## Data excerpts:
[Start]
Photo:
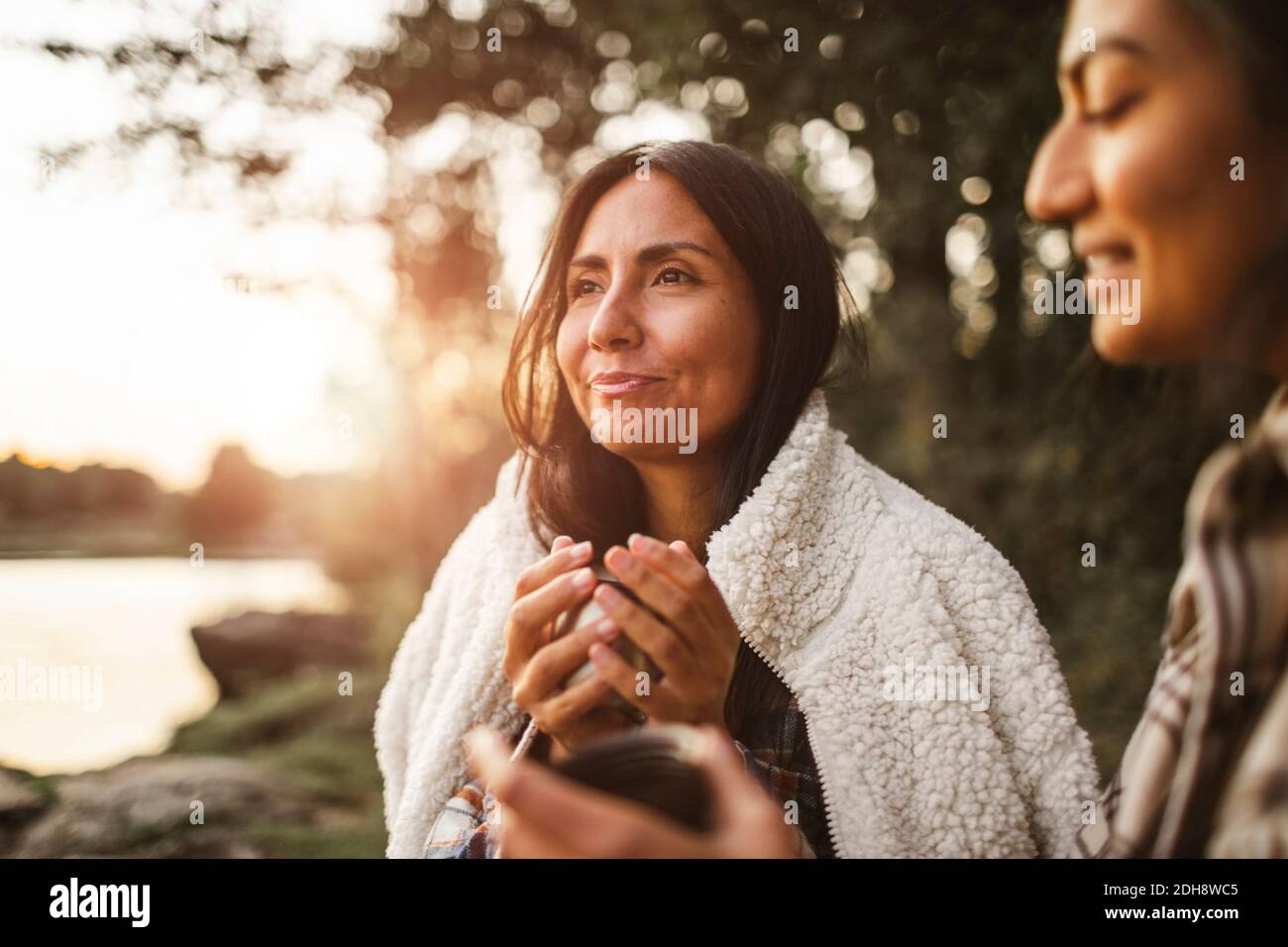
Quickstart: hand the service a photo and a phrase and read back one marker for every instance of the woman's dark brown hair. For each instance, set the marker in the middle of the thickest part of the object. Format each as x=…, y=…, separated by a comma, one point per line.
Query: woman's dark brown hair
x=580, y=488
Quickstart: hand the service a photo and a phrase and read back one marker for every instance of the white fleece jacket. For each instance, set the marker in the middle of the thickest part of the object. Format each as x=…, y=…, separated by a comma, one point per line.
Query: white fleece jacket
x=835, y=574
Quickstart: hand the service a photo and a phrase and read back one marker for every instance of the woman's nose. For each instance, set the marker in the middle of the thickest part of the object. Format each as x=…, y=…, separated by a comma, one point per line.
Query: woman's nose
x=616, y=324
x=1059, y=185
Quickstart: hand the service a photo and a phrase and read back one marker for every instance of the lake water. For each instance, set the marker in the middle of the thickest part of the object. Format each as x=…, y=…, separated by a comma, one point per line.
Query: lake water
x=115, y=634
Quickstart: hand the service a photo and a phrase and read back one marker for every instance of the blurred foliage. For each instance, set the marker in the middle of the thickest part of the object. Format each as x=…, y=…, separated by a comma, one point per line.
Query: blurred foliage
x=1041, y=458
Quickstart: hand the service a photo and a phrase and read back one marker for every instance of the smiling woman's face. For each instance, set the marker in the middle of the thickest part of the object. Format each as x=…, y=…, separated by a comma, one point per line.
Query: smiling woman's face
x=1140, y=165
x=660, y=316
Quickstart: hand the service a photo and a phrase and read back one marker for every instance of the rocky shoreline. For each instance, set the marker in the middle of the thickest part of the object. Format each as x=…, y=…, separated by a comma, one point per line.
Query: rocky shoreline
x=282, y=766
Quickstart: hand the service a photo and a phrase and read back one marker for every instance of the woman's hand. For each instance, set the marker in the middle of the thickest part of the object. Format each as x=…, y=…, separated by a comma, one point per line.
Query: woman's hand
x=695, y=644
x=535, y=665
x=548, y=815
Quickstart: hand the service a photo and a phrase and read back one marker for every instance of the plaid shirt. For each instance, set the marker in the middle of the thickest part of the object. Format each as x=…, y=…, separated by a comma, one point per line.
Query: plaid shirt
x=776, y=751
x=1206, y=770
[End]
[Start]
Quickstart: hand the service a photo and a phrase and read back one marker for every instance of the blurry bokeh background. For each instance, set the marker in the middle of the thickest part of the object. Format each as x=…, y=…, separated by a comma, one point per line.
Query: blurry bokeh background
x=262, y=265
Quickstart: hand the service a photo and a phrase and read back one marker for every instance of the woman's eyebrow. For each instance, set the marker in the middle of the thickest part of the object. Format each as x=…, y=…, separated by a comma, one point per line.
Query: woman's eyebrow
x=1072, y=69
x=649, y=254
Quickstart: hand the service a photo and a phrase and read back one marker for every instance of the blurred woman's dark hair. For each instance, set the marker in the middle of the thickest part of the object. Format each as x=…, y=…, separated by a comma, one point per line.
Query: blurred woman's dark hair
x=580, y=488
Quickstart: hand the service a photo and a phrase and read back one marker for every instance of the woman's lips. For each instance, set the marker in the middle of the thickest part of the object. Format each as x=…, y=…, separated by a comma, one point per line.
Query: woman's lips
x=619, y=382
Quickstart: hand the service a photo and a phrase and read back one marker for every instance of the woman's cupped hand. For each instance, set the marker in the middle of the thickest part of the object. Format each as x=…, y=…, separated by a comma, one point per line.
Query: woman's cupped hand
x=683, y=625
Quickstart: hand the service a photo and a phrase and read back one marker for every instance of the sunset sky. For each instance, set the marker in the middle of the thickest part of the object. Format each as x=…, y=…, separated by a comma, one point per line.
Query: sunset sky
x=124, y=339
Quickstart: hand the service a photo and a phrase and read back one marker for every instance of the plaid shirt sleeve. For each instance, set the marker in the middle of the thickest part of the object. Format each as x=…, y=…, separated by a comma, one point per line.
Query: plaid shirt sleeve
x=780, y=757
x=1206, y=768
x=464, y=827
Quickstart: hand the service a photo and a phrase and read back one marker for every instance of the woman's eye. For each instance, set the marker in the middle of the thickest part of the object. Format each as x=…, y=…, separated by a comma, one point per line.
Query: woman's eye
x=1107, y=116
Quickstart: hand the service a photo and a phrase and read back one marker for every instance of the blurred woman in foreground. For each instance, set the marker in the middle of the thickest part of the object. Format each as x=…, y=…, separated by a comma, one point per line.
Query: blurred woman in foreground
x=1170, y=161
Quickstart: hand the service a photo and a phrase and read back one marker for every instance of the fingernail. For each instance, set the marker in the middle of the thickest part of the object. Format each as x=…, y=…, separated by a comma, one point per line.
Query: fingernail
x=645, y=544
[End]
## What is being asked:
Please reproduce word for word the lines starting with the line that contains "of the fingernail." and going on through the line that contains "Query: fingernail", with both of those lines included.

## The response:
Quickstart: hand the service a photo and a phrase and read back one marker for every instance of the fingernail. For each instance, set the marker in the middle of the thickest part of the object. Format each as x=…, y=…, separated by a comma, one point per line.
Query: fingernail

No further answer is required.